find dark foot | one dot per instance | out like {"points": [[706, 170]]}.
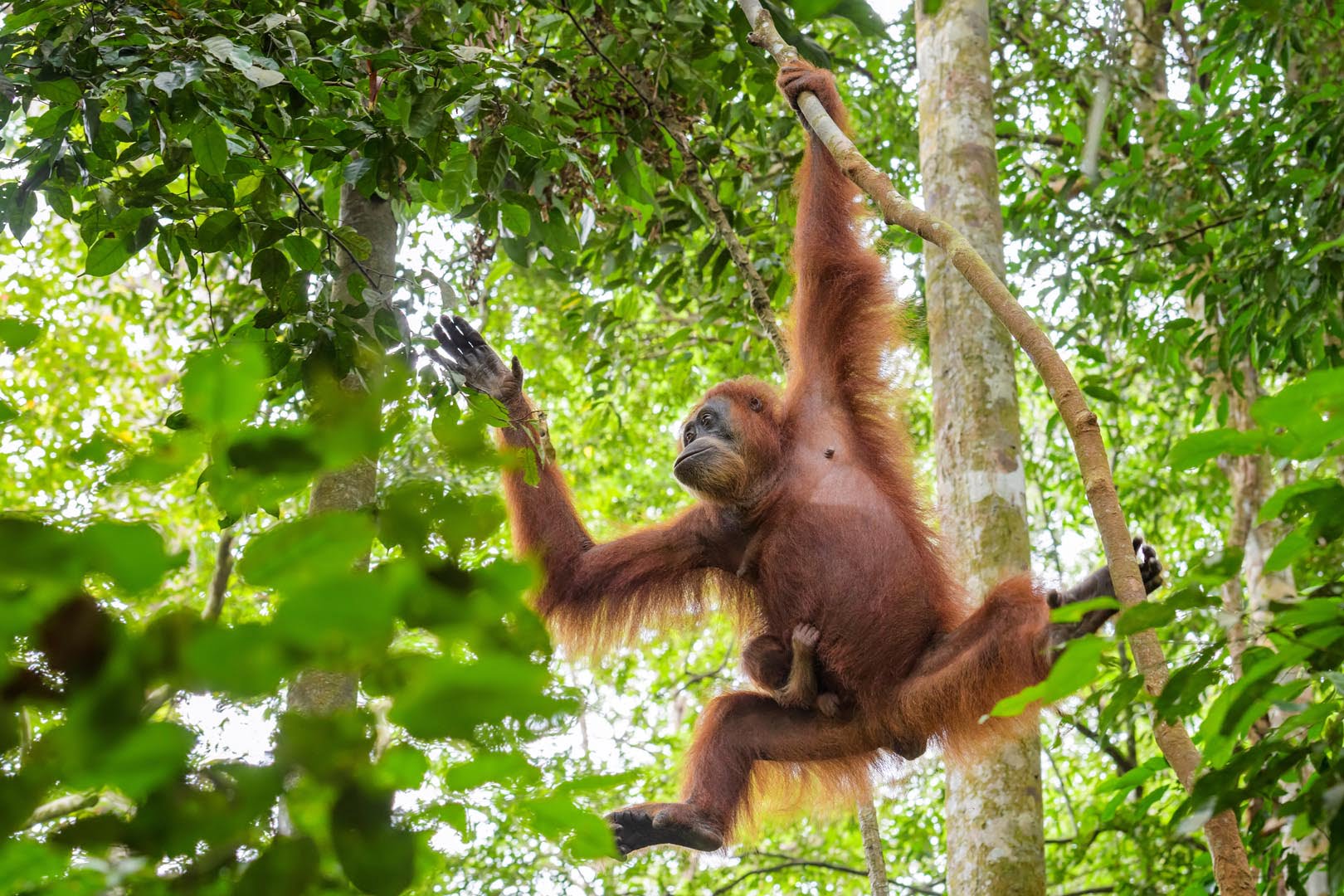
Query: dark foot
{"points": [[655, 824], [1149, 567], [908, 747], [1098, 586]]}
--
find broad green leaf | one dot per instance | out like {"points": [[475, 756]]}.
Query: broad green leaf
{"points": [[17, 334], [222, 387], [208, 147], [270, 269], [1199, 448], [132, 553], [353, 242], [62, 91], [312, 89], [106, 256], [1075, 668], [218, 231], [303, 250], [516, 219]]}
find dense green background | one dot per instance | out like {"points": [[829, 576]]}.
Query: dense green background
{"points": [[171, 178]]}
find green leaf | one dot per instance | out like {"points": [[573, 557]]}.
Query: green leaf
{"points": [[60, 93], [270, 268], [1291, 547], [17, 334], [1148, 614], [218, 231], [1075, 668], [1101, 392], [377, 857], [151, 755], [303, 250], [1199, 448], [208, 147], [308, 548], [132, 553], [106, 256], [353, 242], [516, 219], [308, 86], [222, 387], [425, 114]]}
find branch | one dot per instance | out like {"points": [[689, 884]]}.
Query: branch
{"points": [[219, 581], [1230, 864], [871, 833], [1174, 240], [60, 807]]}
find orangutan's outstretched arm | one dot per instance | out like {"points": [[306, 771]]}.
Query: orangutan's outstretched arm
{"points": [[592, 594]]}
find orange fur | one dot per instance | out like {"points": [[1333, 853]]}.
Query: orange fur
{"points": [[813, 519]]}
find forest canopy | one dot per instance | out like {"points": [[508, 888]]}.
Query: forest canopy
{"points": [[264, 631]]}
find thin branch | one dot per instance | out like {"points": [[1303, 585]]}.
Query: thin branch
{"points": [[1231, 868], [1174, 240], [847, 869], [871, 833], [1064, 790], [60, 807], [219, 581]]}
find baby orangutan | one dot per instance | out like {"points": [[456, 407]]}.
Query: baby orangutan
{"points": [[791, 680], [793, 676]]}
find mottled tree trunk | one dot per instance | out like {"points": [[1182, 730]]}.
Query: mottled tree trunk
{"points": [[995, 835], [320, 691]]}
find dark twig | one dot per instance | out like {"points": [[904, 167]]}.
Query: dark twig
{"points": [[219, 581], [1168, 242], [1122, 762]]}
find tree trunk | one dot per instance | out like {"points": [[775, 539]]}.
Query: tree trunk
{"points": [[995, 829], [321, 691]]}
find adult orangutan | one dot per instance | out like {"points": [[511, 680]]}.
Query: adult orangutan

• [Aim of the task]
Repeat the records from the line with "find thin branch" to the line with "Query: adult orangutan", both lines included, and shift every point coordinate in the answers up by 91 while keeping all other text unchanged.

• [Worked answer]
find thin branch | one dot per instance | out like {"points": [[1303, 585]]}.
Query: thin branch
{"points": [[1322, 959], [1265, 331], [938, 960], [962, 924], [1155, 881], [151, 898], [310, 672]]}
find baby orangutan | one dot per instance | out like {"points": [[456, 407]]}.
Query: baby orangutan
{"points": [[882, 771], [884, 767]]}
find mottled tree trunk | one dot per instance | out like {"points": [[1182, 730]]}.
Query: mottled tree trunk
{"points": [[1086, 926], [411, 782]]}
find dark twig | one dot per instance | out like {"points": [[904, 167]]}.
Query: dark twig
{"points": [[310, 672], [1259, 333], [1213, 853]]}
find tree trunk | one dot per instance | out like {"points": [[775, 539]]}.
Query: tree trunk
{"points": [[1086, 920], [412, 782]]}
find adult orangutan | one dot per instance | out like {"points": [[511, 680]]}.
Query: adult orangutan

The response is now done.